>> start Text block

Re: Text Editors and Canonical Equivalence (was Coloured diacritics)

From: jcowan@reutershealth.com
Date: Tue Dec 09 2003 - 13:16:05 EST

  • Next message: Anupam Agarwal: "Unsubscribe"

    Peter Kirk scripsit:

    > No, surely not. If the wcslen() function is fully Unicode conformant, it
    > should give the same output whatever the canonically equivalent form of
    > its input.

    Not so. Remember, the conformance requirement is not that a process can't
    distinguish between canonically equivalent strings (otherwise a normalizer
    would be impossible; it wouldn't know whether to normalize or not!) but that
    a process can't assume that *other* processes will distinguish between
    canonically equivalent strings. Equally, it can't assume that the other
    process will fail to distinguish them, either.

    In an environment in which C wide characters are Unicode characters, then
    wcslen returns the number of distinct characters in the literal string.

>> end Text block
>> start Raw data

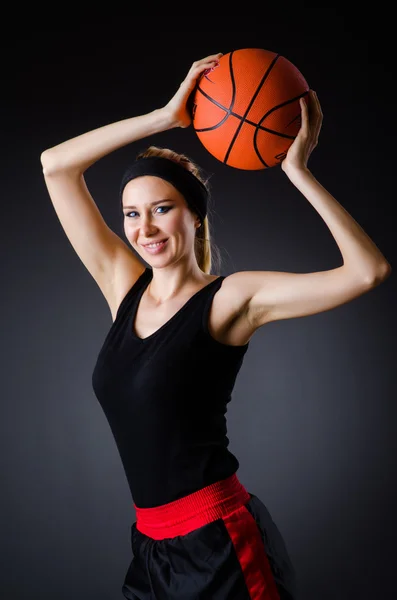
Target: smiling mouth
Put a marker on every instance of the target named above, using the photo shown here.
(158, 242)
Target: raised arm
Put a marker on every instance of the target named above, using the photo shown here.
(104, 254)
(269, 295)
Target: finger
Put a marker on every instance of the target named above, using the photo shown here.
(304, 116)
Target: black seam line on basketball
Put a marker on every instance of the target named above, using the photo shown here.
(229, 111)
(248, 122)
(266, 75)
(257, 125)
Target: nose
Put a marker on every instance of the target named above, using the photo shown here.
(147, 227)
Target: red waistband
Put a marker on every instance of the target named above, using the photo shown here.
(186, 514)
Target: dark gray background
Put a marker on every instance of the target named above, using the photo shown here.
(313, 417)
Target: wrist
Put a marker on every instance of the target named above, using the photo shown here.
(294, 172)
(166, 117)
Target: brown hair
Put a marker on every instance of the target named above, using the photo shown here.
(205, 249)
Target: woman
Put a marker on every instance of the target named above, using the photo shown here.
(168, 365)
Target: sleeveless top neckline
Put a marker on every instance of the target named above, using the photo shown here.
(133, 312)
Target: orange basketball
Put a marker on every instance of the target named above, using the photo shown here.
(246, 111)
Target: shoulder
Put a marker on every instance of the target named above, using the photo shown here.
(229, 320)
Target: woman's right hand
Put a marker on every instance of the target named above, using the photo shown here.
(177, 108)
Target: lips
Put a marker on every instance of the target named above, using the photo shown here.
(156, 242)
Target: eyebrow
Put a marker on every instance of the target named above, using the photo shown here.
(151, 203)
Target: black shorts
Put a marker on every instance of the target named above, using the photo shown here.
(219, 543)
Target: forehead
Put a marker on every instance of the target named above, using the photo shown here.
(148, 188)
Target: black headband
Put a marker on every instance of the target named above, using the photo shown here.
(193, 190)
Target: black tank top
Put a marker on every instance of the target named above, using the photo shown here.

>> end Raw data

◆ What you will do:
1 - In the post on canonical equivalence, what does it say would be impossible if a process could not distinguish between canonically equivalent strings?
2 - Put the lines of the listing into a numbered list, starting with the line that contains "Target: black headband" and going on through the end of the listing, and leave out any blank lines.

◆ Complete answers:
1 - A normalizer would be impossible.

2 -
1. Target: black headband
2. Put a marker on every instance of the target named above, using the photo shown here.
3. (193, 190)
4. Target: black tank top
5. Put a marker on every instance of the target named above, using the photo shown here.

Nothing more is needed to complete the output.